■ Reading passage
—————

Holmes has also been a fellow in the Division of Medical Humanities at the University of Rochester (2004), an intern and resident in the Physician Scientist Pathway in the Department of Medicine at the Hospital of the University of Pennsylvania (2007–2009), a tutor in the Department of Global Health and Social Medicine at Harvard Medical School (2009), a Robert Wood Johnson Foundation Health & Society Scholar at Columbia University (2009 to 2011), and a fellow in the International Research Center Work and the Lifecourse in Global Historical Perspective at Humboldt University in Berlin (2015–2016). He received the 2015 Margaret Mead Award from the American Anthropological Association and the Society for Applied Anthropology for “broadening the impact of anthropology”.

==Education==
Holmes holds a Ph.D. in Medical Anthropology at UC Berkeley and UC San Francisco, a M.D. at the School of Medicine, UC San Francisco, and a B.S. in Ecology and Spanish / Latin American Studies at the University of Washington. Holmes also completed his Robert Wood Johnson Health & Society Scholars Program at Columbia University.

—————

■ Apply what you read
(1) Translate this sentence from the passage about Holmes into Spanish: "He received the 2015 Margaret Mead Award from the American Anthropological Association and the Society for Applied Anthropology for “broadening the impact of anthropology”."
(2) According to the passage about Holmes, at which university did he earn his B.S. in Ecology and Spanish / Latin American Studies?
(3) Carry on writing the passage about Holmes, starting right after its last sentence.

—————

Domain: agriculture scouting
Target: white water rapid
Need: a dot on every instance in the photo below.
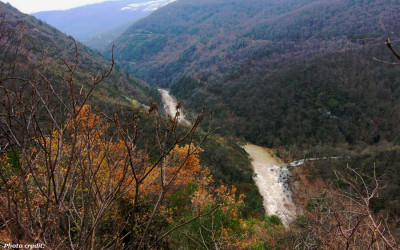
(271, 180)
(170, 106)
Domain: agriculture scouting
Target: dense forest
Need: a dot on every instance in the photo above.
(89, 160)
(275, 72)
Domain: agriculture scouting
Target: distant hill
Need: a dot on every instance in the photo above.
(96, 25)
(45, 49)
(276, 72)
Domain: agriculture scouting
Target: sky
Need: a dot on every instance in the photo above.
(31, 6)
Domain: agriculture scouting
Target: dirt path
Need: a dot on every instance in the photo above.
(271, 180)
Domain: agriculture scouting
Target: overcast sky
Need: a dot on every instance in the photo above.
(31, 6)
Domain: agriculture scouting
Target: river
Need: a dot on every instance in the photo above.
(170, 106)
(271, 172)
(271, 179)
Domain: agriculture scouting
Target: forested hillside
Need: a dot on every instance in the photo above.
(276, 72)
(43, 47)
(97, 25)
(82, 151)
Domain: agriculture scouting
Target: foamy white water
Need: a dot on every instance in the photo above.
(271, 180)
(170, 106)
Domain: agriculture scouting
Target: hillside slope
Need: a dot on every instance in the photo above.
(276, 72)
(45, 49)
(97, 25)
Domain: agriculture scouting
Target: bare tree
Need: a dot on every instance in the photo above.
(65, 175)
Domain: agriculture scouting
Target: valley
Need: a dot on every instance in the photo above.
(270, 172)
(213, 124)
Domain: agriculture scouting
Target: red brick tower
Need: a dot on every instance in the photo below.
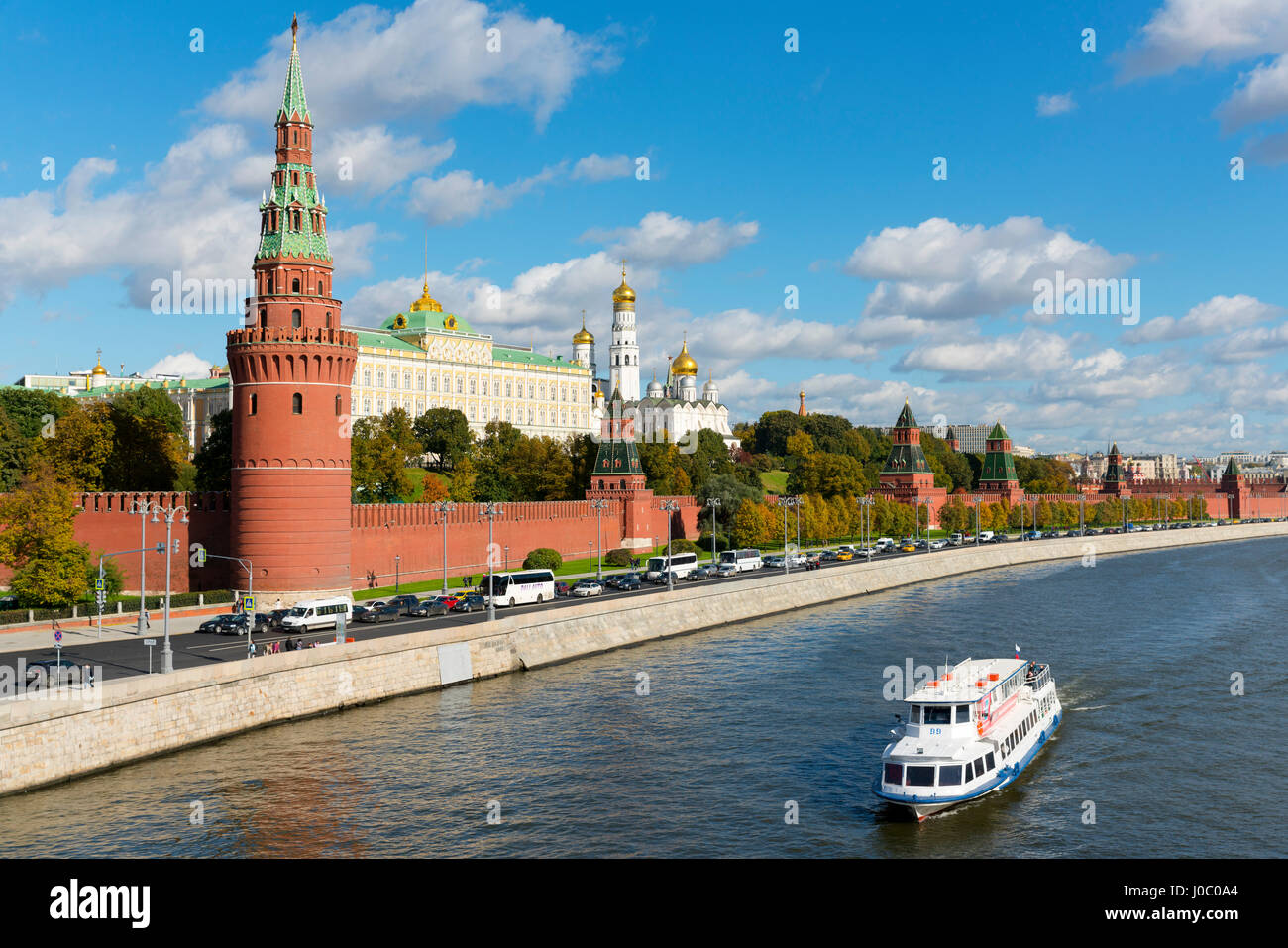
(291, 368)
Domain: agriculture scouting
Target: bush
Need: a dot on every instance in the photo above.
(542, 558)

—————

■ Results for the exercise
(1) Recibió el Premio Margaret Mead 2015 de la Asociación Antropológica Estadounidense y la Sociedad de Antropología Aplicada por «ampliar el impacto de la antropología».

(2) The University of Washington.

(3)
==Publications==
Holmes' book Fresh Fruit, Broken Bodies: Migrant Farmworkers in the United States was published in 2013 by the University of California Press in the California Series in Public Anthropology. A second edition of the book was published in 2023 with an epilogue co-authored by Jorge Ramirez-Lopez, focused on the social and health movements engaged in by protagonists in the book. The book is based on 18 months full-time multi-sited ethnographic research within a transnational migrant agricultural circuit linking villages in the mountains of Oaxaca, Mexico, to agricultural areas of Central California, Oregon, and Washington state. The book won the 2013 Society for the Anthropology of Work Book Award, the 2013 New Millennium Book Award from the Society for Medical Anthropology, the 2014 Association for Humanist Sociology Book Award, and the 2015 James M. Blaut Award from the Cultural and Political Ecology Specialty Group of the Association of American Geographers. The book utilizes first-hand ethnographic field notes and transcripts from interviews, alongside anthropological theory to analyze the effects of economic and border enforcement policies on indigenous people from Southern Mexico, the effects of ethnicity and citizenship hierarchies on health, the interactions and misunderstandings between Mexican migrant patients and their physicians, as well as the ways in which social and health inequalities come to be taken for granted as well as sometimes confronted and challenged.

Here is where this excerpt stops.